◆ Your assignment: Which lines of the records contain "dark"? Collect every one of them.

-- Opening Marker --

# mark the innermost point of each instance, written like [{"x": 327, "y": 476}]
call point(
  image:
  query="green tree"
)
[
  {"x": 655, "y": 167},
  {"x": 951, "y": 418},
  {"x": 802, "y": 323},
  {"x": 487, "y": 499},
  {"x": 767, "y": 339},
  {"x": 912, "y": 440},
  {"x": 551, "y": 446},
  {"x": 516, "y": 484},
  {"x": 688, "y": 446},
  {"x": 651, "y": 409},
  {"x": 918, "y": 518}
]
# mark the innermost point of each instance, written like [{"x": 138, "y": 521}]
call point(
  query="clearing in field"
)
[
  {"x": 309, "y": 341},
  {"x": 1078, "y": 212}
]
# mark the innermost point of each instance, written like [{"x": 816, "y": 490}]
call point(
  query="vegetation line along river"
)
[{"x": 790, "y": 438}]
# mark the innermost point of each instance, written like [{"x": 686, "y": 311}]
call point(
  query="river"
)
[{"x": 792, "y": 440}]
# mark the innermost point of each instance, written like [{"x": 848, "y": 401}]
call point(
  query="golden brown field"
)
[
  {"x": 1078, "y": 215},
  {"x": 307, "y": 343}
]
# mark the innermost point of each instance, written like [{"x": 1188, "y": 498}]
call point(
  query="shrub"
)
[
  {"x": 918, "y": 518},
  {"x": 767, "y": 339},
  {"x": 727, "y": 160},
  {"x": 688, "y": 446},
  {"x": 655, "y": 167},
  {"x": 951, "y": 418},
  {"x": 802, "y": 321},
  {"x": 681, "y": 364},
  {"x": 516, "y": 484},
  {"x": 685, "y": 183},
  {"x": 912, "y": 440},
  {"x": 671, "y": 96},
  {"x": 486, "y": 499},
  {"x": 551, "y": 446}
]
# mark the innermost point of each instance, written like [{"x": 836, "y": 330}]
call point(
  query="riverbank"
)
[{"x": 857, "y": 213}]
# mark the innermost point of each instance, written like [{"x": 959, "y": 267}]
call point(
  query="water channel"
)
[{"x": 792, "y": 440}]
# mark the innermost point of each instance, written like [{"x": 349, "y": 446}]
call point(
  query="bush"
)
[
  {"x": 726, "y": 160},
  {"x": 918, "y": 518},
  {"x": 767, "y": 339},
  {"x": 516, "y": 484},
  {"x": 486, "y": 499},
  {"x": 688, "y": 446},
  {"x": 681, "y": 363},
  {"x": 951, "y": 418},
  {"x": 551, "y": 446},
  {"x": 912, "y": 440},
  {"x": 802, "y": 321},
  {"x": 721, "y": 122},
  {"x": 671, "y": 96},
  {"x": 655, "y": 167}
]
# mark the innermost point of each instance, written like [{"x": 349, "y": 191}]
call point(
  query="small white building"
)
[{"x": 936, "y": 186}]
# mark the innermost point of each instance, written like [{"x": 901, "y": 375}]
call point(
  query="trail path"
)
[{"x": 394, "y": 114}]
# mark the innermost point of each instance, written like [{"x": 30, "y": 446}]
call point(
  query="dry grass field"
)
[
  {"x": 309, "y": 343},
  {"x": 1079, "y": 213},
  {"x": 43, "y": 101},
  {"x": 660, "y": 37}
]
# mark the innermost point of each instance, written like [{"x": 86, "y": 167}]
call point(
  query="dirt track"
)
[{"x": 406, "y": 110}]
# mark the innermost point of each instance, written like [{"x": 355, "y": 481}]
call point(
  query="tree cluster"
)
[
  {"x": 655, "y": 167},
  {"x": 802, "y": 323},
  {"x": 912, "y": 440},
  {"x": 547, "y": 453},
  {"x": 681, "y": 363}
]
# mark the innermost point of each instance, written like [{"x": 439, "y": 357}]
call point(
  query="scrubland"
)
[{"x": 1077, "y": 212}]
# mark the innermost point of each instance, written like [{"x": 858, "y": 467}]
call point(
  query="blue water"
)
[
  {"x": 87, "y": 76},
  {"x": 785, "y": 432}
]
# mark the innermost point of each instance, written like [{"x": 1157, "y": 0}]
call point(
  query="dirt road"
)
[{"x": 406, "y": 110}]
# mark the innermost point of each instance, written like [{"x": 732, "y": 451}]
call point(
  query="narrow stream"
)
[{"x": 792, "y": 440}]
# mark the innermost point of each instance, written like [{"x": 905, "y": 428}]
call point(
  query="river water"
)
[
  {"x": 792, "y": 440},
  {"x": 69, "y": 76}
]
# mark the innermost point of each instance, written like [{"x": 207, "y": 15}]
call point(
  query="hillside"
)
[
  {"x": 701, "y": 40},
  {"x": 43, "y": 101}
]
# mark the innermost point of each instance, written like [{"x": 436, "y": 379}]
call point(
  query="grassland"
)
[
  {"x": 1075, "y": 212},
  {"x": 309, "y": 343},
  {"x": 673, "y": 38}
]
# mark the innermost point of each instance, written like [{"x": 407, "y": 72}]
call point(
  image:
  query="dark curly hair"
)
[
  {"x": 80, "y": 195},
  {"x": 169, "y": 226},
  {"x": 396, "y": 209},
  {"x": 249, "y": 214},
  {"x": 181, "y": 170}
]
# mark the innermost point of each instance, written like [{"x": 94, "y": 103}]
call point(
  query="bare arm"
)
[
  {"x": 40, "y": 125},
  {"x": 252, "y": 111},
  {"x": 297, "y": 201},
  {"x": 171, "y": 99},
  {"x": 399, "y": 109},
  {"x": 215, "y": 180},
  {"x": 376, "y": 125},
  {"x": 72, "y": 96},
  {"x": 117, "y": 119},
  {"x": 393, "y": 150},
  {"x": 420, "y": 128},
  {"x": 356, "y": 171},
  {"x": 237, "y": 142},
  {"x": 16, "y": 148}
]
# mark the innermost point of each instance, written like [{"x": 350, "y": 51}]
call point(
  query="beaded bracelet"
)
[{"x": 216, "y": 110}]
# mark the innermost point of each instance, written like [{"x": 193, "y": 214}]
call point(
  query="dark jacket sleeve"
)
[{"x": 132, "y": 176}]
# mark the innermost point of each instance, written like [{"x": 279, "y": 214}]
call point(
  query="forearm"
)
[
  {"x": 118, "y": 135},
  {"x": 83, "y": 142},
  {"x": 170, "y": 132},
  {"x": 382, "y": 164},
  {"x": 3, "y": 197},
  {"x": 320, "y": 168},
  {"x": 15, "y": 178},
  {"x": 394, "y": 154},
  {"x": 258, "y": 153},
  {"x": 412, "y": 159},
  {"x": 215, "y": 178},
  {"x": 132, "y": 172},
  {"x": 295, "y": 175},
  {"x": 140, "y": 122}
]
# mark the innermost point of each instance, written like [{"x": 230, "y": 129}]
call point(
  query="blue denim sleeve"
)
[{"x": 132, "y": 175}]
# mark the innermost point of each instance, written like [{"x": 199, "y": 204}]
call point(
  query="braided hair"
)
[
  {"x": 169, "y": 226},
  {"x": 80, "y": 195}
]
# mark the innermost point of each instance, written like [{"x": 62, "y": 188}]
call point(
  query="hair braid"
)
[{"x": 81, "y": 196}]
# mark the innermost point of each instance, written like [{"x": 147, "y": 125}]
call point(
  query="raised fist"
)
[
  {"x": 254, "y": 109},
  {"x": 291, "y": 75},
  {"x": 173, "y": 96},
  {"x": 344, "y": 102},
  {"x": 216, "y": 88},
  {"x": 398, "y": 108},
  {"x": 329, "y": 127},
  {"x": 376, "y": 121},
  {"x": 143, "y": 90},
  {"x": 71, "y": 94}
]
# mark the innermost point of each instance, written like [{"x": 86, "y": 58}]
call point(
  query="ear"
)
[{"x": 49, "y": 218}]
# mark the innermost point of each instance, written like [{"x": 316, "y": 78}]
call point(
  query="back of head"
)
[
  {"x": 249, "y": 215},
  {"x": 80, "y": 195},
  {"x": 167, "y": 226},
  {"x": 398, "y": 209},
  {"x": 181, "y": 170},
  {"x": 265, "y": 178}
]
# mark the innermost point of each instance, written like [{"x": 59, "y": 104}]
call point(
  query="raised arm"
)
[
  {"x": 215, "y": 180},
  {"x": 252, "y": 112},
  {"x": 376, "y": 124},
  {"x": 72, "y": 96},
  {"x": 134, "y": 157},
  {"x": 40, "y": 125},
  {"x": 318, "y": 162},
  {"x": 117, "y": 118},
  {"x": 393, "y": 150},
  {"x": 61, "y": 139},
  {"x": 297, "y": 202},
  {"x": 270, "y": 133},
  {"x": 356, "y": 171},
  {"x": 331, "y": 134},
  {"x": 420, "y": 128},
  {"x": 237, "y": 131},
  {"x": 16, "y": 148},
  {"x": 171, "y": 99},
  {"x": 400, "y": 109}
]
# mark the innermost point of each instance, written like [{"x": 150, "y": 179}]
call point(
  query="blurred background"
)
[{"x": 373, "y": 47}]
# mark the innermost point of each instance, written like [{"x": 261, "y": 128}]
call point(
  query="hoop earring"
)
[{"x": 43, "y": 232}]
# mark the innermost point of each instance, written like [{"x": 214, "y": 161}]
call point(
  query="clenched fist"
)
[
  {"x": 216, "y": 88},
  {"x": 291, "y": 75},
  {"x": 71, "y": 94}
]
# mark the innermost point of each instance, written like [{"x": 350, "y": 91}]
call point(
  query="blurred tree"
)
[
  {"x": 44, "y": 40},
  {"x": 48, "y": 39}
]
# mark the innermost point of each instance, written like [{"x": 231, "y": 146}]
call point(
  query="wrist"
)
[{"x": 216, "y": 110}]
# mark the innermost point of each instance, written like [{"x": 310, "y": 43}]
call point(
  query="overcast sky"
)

-- Closing Marker --

◆ Written answer:
  query="dark curly hair"
  query="dark jacket sleeve"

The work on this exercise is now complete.